**TASK STATEMENT**
Lines from the one containing "Can you find the concrete" through the end of the data are to be returned exactly, and no others.

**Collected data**

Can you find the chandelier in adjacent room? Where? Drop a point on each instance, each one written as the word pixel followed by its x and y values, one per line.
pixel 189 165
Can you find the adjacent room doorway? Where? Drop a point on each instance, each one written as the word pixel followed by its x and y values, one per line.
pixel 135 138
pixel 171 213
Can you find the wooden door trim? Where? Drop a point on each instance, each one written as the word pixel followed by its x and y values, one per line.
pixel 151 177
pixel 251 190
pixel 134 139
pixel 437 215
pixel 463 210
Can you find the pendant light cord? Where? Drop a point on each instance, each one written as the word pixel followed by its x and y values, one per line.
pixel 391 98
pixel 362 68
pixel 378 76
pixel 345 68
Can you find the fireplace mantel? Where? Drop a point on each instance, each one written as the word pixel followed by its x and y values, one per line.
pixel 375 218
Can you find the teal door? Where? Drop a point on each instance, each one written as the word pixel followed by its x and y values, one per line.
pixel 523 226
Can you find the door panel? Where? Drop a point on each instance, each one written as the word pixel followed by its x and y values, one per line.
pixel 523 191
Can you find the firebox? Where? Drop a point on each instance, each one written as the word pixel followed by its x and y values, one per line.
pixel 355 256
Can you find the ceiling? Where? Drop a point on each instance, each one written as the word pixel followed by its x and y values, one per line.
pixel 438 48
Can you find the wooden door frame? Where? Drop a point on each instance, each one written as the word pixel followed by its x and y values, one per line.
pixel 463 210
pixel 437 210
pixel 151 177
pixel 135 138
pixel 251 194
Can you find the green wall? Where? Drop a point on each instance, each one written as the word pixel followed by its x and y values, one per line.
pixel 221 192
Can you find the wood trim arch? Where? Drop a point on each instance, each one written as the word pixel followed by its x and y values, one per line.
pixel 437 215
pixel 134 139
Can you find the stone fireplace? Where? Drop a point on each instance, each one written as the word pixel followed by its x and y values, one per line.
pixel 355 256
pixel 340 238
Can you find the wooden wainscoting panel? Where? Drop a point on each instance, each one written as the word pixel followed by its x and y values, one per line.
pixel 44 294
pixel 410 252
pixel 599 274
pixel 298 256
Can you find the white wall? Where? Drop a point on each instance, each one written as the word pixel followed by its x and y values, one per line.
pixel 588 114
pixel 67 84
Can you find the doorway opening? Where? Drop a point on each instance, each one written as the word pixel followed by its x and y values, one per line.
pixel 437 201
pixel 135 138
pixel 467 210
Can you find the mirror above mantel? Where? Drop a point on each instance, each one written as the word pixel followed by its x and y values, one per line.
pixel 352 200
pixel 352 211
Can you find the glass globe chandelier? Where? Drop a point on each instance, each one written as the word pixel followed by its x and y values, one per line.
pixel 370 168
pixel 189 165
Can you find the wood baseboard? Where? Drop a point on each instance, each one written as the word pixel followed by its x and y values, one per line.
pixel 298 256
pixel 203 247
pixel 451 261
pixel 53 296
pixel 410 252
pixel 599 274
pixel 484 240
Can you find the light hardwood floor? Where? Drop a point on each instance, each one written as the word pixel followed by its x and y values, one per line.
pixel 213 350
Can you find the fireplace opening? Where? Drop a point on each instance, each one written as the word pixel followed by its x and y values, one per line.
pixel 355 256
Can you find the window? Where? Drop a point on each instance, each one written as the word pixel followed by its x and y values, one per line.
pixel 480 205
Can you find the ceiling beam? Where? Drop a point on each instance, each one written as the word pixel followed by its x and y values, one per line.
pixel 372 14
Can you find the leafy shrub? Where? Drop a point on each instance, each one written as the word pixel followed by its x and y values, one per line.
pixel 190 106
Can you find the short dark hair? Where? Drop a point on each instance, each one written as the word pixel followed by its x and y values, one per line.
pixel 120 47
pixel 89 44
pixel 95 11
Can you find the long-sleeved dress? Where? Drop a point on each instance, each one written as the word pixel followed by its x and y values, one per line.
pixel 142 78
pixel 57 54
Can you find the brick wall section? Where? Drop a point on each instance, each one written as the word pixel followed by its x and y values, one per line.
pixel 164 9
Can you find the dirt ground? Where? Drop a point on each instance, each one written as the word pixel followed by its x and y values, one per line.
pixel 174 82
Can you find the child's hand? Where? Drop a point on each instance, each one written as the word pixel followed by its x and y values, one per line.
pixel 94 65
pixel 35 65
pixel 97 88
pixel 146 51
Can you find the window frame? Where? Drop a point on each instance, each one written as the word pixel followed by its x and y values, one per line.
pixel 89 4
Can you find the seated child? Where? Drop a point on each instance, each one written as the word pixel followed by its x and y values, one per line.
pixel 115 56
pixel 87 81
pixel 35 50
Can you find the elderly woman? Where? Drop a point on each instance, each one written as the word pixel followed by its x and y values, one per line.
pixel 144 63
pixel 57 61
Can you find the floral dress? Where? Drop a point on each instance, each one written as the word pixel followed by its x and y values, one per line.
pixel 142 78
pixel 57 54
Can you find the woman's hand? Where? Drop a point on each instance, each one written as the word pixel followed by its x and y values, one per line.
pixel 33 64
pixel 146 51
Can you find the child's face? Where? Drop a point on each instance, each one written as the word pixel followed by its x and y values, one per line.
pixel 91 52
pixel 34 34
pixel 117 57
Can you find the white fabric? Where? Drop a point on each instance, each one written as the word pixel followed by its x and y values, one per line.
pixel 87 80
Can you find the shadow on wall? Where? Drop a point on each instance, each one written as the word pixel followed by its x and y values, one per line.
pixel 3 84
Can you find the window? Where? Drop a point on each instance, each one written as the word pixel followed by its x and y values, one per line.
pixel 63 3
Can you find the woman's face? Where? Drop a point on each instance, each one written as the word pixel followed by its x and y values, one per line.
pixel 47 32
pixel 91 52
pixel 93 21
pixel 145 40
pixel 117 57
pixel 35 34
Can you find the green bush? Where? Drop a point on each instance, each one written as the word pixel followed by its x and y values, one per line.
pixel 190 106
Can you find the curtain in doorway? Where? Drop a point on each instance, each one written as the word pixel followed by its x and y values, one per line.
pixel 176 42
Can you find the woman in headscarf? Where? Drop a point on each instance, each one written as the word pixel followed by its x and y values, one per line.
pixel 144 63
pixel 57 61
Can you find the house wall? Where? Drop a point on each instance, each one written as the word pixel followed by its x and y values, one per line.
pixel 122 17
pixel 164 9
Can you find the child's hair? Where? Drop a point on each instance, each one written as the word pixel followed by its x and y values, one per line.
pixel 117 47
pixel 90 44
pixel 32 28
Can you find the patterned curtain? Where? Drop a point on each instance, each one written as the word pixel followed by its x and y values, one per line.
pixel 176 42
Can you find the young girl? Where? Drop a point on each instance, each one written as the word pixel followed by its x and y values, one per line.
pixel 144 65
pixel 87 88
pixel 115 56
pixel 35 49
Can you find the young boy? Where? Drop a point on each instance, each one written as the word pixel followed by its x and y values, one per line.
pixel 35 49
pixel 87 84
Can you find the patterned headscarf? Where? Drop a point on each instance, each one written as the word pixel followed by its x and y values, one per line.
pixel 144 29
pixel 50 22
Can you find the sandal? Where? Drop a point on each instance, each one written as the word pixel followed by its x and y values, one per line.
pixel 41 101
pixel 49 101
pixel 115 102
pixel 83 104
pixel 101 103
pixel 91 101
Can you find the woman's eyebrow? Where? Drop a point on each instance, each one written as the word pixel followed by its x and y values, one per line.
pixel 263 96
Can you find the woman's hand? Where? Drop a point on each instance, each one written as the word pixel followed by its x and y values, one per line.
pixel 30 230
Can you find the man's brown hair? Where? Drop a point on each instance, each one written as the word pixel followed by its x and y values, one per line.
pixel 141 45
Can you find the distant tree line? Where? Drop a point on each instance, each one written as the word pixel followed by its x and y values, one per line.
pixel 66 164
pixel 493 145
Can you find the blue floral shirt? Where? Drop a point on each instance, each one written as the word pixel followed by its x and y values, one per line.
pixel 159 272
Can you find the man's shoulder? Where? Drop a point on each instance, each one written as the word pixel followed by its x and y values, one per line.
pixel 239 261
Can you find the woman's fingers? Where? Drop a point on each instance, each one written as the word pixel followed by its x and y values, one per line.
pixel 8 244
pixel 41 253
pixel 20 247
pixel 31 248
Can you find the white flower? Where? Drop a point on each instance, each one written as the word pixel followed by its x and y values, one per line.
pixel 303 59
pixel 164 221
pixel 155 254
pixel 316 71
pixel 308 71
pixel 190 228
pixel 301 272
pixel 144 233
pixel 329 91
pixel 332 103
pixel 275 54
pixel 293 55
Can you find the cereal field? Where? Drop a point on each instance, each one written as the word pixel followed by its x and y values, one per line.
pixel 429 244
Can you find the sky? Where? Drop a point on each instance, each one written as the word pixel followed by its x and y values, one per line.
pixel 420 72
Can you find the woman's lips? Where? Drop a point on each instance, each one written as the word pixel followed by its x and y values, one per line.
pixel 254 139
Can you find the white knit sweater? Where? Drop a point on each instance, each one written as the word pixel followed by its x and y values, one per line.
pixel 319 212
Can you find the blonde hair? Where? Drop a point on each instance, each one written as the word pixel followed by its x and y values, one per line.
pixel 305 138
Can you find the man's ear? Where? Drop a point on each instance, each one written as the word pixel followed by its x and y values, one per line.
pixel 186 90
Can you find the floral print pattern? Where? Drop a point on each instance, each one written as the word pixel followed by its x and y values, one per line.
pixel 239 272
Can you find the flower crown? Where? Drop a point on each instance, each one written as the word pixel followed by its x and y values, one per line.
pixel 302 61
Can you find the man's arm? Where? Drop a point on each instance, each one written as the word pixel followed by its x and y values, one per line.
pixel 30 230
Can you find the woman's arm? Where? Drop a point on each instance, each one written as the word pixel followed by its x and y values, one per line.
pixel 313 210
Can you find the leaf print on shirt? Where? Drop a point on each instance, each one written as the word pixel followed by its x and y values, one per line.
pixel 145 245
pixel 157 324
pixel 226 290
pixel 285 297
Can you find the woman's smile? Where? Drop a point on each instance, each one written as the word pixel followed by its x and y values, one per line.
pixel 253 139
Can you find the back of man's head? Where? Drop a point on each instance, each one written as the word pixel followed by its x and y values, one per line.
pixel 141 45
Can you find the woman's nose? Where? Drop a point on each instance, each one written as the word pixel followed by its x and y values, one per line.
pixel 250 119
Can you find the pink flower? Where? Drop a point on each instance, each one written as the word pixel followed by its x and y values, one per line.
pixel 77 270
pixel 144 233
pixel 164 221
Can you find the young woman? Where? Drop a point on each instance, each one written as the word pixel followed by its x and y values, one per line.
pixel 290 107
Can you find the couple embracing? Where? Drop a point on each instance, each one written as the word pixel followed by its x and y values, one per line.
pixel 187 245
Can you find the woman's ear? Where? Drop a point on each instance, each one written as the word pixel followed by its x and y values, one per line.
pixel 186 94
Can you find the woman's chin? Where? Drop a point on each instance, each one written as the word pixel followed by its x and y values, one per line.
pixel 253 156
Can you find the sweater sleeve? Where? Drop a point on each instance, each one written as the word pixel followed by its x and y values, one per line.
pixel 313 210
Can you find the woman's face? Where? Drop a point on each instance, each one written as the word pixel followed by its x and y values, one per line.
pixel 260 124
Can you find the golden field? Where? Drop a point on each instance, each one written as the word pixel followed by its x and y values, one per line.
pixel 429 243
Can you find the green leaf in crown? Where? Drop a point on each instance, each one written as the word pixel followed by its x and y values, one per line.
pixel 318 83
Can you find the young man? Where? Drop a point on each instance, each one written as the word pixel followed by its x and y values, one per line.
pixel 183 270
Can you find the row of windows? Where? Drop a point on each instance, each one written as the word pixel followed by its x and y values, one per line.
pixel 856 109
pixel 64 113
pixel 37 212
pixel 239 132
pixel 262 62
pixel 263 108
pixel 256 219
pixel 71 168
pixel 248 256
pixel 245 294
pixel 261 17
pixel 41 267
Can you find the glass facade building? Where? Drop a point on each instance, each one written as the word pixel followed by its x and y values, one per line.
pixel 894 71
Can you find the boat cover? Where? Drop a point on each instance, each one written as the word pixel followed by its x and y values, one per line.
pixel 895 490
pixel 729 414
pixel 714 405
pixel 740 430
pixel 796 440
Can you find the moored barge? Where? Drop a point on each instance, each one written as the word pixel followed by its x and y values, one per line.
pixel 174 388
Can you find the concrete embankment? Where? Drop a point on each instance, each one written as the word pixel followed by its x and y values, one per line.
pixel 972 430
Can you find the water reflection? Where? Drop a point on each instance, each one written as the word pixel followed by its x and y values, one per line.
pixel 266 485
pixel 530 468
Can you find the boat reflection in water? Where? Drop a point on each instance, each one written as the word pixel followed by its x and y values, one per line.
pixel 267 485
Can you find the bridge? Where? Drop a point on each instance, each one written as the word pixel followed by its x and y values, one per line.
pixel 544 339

**RESULT OF THE EXERCISE**
Can you find the concrete embankment? Where? Drop a point on each instance, each one written as the word pixel followed by its x and y values, one per line.
pixel 972 430
Can you find the water reflection? Where? Drop a point on each instance, each one written as the word pixel followed by its x and y values, one per line.
pixel 266 485
pixel 530 468
Can you find the boat reflection in water? Where? Drop a point on each instance, each one written as the word pixel followed by its x and y values, one per line.
pixel 267 485
Can you find the bridge? Where? Drop a point on each instance, each one written as the word pixel followed by its x and y values, one per line.
pixel 544 339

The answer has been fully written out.